Problem statement: Return every line below as is, leaving out the pictures.

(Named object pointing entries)
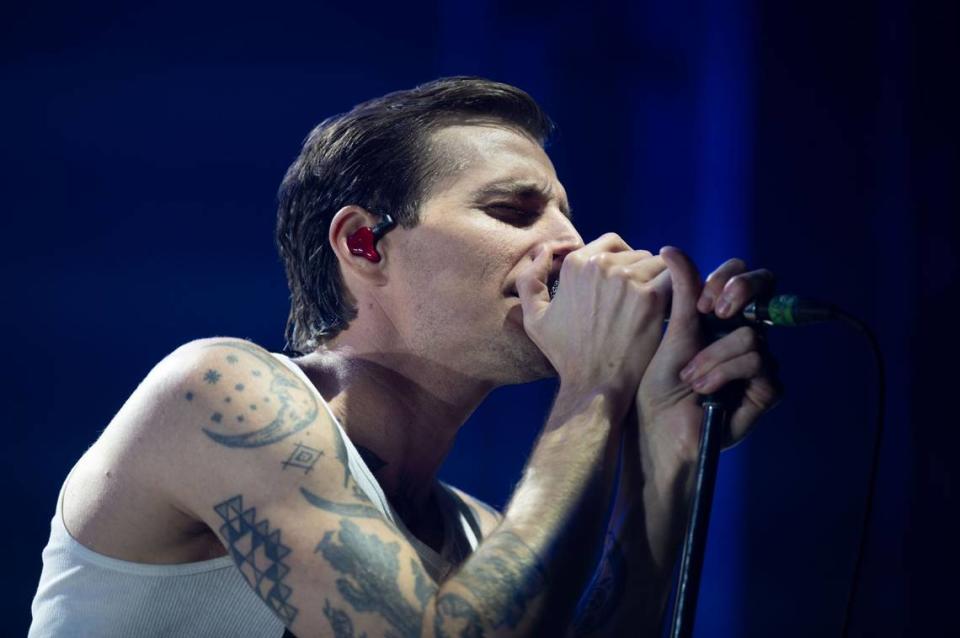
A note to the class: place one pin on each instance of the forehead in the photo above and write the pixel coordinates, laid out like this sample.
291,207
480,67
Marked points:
490,160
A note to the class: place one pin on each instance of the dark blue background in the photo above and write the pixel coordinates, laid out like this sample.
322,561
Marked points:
143,144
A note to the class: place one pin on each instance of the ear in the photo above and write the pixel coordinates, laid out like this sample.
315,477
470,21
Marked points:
347,221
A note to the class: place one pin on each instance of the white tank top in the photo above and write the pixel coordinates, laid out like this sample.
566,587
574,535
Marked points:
83,593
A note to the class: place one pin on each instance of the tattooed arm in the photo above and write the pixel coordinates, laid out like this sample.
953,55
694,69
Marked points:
246,448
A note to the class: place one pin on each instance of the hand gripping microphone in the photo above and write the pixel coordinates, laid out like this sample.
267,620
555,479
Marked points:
781,310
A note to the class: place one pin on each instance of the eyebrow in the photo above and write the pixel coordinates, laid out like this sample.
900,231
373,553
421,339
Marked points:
519,190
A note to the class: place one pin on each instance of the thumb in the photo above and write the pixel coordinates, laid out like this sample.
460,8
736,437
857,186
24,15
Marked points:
532,285
686,289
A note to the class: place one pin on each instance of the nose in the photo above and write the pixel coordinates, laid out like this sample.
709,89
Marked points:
562,234
557,234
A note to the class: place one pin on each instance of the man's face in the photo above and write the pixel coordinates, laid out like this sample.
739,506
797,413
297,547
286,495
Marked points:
453,277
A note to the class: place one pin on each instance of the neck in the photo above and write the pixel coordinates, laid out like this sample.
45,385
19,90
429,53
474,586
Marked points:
402,412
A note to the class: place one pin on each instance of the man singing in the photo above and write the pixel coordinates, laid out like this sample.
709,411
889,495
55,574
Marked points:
238,491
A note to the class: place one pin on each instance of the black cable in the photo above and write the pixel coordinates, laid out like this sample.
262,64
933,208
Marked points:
874,464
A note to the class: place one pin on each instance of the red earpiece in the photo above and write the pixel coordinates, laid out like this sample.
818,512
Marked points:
363,241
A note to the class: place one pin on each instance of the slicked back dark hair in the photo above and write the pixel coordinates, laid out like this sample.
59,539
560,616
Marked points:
376,156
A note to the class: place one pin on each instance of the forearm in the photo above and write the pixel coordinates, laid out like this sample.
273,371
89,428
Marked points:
628,593
525,578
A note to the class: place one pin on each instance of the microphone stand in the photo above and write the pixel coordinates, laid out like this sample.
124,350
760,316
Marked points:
716,415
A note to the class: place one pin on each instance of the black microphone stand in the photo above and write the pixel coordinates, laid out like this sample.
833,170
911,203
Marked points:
716,415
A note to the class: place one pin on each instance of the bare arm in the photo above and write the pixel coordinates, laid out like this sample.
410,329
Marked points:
276,488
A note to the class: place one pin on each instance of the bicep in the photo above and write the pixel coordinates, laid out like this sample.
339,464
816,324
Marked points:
263,465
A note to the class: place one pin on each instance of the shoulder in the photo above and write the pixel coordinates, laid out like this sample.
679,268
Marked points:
219,408
486,515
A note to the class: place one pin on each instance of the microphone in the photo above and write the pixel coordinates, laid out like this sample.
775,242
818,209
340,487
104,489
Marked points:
786,311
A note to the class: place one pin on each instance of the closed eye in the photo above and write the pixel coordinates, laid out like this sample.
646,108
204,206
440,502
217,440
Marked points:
513,214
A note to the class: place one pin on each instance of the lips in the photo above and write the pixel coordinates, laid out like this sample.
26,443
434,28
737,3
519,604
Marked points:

Solved problem:
A note to the class: place one pin on each instance of the forehead in the photo above and write the pixel coordinates, laid out like this sample.
291,207
480,67
Marked points:
490,160
A note to the class: place one pin on each instance of the dark blue background in the photo above and write the pixel coordinates, laid out like this sample.
322,561
Marked points:
143,144
A note to the class: place one pin on each instance of the ear in the photo above and write the pixel coordinates, laid out like this sample.
315,477
470,21
Marked points:
347,221
A note to the class: place one pin on each instance of the white tank top in the photo above and write the pixel coordinates, laid out like this sample.
566,587
574,535
Marked points:
83,593
A note to the class: place one pin on each instance of the tattooed arm in the photo above and write the pixel coordinates, laid out like this sample.
953,55
694,69
Marked points:
246,448
A note to the class: place one pin on each instance of the hand gripping microphone in the photo above and write the pixel coordinates, laid out like this sample.
267,620
555,479
Marked points:
781,310
A note to the class: place one pin on each instance of the eyebrow in the photo above and write the pixel coordinates, laid out like this sample.
900,231
373,553
421,339
Marked points:
519,190
A note to the class: place one pin on each instance of the thumb in the photo above and write the pixel coordinates, laid out like this sample.
460,8
736,437
857,186
24,15
Marked points:
532,285
686,289
A note to the class: place one pin on each instance of the nose in the photo above and write the pixel coordinates, laid out like this sample.
709,89
Marked points:
562,234
557,234
A note to the class: place one pin on each instance of the man's face in the photo above and write the pixel coordinates, laid out like this sample.
739,506
797,413
297,547
286,495
Marked points:
453,277
A note to the class: place one pin on each instance of the neck in the photo above and write the pixel coordinates, laid out like this sample.
45,385
19,90
429,53
474,586
Marked points:
402,412
A note to the class: place one pin on each instance of the man singing in the photo above and write the pixel coordinates, laid out like this sample.
709,411
889,495
55,574
Marked points:
238,491
A note to the class: place one pin on each instance of the black cable in the photo above and write the pixel coordinates, laid out like this sample.
262,64
933,208
Marked points:
874,464
A note to the class: place one pin on each instance of the red earpiece in the photo above and write the pixel coordinates, laid out like this sample.
818,512
Marked points:
363,241
A note to the class: place one pin on each instance of the slicked back dark hair in the photo above and write the pixel coordinates, laid out like this sample.
59,539
560,616
Marked points:
376,156
A note to the class: place one pin on each instance of the forearm in the photo above and write the pixel coordinates, laid out like this sample.
273,371
89,428
Marked points:
628,593
525,578
A note to the class: place one pin on each instance of the microphone stand in the photo above and write the pixel coordinates, laid out like this sample.
124,350
760,316
Marked points:
716,415
A note to the class: place one pin on each instance of the black microphone stand in the photo above and write the pixel coordinates, laid out like this sample.
833,170
911,203
Marked points:
716,415
A note to the class: place one pin on each instance of the bare arm in the photo above and write the pixel coordinates, laid out like this sample.
410,329
Marked points:
276,488
A note to the class: place one pin on each instance of the bicep in the photo above and write the pixel coordinates, laid out like this sample.
339,464
816,324
Marked points:
263,465
A note to the class: place one pin on each instance of the shoulder in the photo above and write the pixel coordinates, laid out like this sample.
679,268
Marked points:
219,408
486,515
A note to the class: place one pin on each instance of the microphone in the photo above and write the pixel coordinates, laid out like this sample.
775,242
818,209
340,487
104,489
Marked points:
786,311
A note to the class: place one pin on each instance of the closed eye in the photo above and write the pixel coordinates, laid out like this sample.
646,108
204,206
440,502
217,440
Marked points:
513,214
A note to the class: place one pin on each instance of the lips in the photo above and write the pixel coordinates, laid out like this sample.
26,443
434,28
737,3
519,604
Marked points:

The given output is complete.